__Exercise details__
Please copy the listing below without changes, everything from the line containing "Expected: for every instance of the white ceiling" down to the line containing "x=682 y=417", including both of those lines.

** BEGIN Given records **

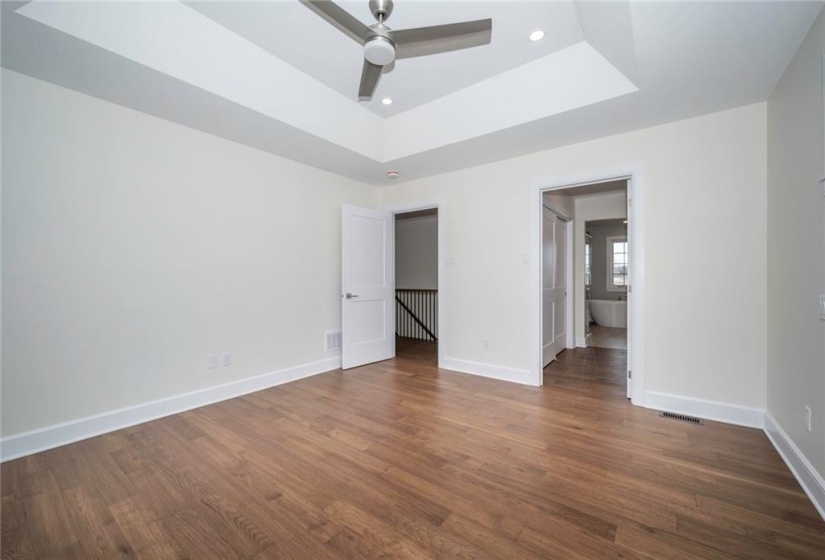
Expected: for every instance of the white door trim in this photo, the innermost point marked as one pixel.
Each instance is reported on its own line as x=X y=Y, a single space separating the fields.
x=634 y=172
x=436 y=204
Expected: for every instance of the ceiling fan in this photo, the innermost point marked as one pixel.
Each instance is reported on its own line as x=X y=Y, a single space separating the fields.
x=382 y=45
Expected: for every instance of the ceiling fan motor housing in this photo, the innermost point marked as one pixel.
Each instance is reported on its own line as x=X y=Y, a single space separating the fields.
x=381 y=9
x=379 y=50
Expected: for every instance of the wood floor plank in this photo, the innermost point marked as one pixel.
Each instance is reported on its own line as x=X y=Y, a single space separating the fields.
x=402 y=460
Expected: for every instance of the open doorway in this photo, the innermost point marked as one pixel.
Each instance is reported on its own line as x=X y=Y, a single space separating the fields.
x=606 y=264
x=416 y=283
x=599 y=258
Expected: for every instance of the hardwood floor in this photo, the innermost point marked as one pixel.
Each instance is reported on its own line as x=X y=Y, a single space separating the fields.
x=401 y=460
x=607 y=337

** END Given records **
** BEGIN Given records **

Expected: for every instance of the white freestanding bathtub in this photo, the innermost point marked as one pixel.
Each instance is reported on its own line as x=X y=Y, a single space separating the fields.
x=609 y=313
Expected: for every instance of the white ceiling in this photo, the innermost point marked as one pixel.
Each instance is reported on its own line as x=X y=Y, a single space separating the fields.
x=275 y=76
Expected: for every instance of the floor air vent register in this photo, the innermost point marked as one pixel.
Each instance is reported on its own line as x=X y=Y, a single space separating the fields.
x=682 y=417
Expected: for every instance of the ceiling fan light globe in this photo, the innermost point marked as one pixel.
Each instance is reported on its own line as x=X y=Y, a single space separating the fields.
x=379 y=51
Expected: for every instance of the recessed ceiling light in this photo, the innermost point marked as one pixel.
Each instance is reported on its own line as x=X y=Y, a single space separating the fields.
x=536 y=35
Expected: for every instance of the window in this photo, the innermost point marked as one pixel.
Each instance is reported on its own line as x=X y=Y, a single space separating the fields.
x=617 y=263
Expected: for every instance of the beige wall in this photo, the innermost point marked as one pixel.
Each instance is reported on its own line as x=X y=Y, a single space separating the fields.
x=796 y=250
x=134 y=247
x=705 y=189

** END Given records **

__Reply to the task__
Expected: for every instance of the white ceiling in this photo, the innermost point marked as one pixel.
Each instance is reported on its own line as x=X y=Y, a single space separating the fields.
x=275 y=76
Expected: for every instance of the floor air vent register in this photo, the innermost point marked as one pixel.
Each instance is reported on its own line as x=X y=Y, a single space separating the fields.
x=682 y=417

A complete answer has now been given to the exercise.